__INSTRUCTION__.
Reproduce only the lines from the one with "target: car window" through the end of the records, swapping "outline" for "boundary" and changing nothing else.

__SUPPLIED ENTRIES__.
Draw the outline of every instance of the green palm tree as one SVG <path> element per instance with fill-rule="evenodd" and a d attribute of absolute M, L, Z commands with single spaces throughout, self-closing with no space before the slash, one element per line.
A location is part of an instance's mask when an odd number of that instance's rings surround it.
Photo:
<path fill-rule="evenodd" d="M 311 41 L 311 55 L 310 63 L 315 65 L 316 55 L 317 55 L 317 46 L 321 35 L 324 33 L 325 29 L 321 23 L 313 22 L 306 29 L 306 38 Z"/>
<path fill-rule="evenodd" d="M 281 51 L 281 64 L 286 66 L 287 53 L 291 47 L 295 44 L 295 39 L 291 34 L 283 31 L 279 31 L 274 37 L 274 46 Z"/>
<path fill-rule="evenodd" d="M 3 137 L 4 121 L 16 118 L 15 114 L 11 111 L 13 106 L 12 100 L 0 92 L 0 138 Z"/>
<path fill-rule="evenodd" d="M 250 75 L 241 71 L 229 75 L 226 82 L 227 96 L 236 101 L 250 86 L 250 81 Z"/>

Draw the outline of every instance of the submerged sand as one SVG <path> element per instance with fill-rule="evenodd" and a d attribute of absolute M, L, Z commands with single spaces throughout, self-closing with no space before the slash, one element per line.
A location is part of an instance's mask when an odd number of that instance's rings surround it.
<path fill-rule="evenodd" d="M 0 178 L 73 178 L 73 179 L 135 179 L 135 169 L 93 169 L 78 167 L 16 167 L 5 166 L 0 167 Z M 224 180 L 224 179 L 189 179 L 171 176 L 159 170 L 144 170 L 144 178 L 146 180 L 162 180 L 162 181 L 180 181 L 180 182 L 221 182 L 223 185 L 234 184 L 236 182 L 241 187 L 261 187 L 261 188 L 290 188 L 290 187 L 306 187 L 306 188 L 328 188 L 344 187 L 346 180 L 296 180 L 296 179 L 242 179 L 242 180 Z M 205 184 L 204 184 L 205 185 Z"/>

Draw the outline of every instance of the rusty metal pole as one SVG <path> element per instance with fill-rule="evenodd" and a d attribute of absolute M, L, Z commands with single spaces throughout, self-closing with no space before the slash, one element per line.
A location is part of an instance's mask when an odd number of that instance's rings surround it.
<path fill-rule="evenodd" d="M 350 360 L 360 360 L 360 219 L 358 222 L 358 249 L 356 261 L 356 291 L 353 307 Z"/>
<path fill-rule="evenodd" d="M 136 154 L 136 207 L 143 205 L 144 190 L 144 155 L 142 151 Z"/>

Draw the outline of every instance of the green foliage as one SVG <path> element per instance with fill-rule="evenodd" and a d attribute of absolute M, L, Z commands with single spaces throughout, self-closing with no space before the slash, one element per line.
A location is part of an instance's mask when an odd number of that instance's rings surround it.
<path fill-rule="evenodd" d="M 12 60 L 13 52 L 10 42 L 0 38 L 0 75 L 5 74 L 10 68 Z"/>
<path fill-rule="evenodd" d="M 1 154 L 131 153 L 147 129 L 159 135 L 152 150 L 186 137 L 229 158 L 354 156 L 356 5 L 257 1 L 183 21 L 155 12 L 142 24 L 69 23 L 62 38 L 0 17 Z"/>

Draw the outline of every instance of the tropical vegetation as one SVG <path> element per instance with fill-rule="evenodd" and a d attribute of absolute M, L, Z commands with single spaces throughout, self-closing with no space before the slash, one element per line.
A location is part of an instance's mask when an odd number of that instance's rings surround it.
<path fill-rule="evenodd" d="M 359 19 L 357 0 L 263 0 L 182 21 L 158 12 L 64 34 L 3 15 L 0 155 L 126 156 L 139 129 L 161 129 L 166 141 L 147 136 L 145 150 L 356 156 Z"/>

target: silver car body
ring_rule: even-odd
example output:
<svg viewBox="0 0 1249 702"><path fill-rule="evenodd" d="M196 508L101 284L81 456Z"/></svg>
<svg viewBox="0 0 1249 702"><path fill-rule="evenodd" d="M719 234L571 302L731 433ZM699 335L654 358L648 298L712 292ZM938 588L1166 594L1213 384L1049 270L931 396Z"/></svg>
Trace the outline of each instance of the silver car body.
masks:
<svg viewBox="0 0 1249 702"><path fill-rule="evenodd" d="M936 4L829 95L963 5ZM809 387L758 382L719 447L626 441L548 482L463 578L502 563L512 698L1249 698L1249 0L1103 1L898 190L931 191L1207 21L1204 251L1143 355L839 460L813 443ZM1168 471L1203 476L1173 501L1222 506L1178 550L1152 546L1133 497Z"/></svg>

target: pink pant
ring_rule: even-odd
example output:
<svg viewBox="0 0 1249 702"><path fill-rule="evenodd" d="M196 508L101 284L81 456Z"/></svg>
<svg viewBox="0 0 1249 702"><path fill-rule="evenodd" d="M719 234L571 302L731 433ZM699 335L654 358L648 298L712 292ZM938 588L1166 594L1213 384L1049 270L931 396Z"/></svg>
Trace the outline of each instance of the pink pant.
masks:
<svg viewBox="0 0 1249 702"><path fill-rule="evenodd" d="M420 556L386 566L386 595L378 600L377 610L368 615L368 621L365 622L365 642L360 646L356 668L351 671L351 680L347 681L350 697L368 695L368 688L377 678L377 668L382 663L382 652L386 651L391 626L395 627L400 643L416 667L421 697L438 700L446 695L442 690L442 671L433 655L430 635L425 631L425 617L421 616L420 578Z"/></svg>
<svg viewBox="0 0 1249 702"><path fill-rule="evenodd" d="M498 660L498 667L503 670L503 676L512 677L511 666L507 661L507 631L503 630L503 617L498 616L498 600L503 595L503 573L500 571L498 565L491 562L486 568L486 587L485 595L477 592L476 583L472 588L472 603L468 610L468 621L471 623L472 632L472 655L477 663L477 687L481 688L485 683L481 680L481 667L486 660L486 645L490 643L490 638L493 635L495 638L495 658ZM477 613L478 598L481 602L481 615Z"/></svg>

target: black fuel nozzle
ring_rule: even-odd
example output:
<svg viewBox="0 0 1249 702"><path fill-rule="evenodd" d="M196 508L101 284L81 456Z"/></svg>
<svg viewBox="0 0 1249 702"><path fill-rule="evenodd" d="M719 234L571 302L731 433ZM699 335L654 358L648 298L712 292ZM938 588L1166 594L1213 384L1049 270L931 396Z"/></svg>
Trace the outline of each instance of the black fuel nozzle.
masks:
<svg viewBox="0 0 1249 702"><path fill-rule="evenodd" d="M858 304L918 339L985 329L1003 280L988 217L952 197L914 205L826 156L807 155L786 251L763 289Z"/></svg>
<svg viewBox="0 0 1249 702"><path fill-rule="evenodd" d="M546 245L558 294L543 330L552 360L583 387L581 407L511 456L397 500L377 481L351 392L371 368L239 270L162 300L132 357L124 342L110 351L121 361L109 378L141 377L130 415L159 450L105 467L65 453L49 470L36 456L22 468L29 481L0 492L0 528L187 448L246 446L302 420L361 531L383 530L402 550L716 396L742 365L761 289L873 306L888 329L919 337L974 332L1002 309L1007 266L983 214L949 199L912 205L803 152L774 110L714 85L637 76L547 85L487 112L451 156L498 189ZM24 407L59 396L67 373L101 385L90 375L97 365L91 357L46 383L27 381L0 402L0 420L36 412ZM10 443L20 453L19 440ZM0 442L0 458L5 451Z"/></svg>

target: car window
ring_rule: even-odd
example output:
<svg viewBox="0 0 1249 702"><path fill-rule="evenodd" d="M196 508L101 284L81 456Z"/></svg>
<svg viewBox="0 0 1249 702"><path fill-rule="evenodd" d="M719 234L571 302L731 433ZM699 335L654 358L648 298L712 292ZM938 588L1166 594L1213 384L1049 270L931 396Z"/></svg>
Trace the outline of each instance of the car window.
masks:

__RESULT BELOW__.
target: car window
ring_rule: even-odd
example output:
<svg viewBox="0 0 1249 702"><path fill-rule="evenodd" d="M196 508L101 284L81 456Z"/></svg>
<svg viewBox="0 0 1249 702"><path fill-rule="evenodd" d="M719 234L571 302L731 433ZM699 335L654 358L648 298L712 292ZM938 588L1166 594L1213 384L1049 270L931 396Z"/></svg>
Trace the boundary of each instance of the car window.
masks:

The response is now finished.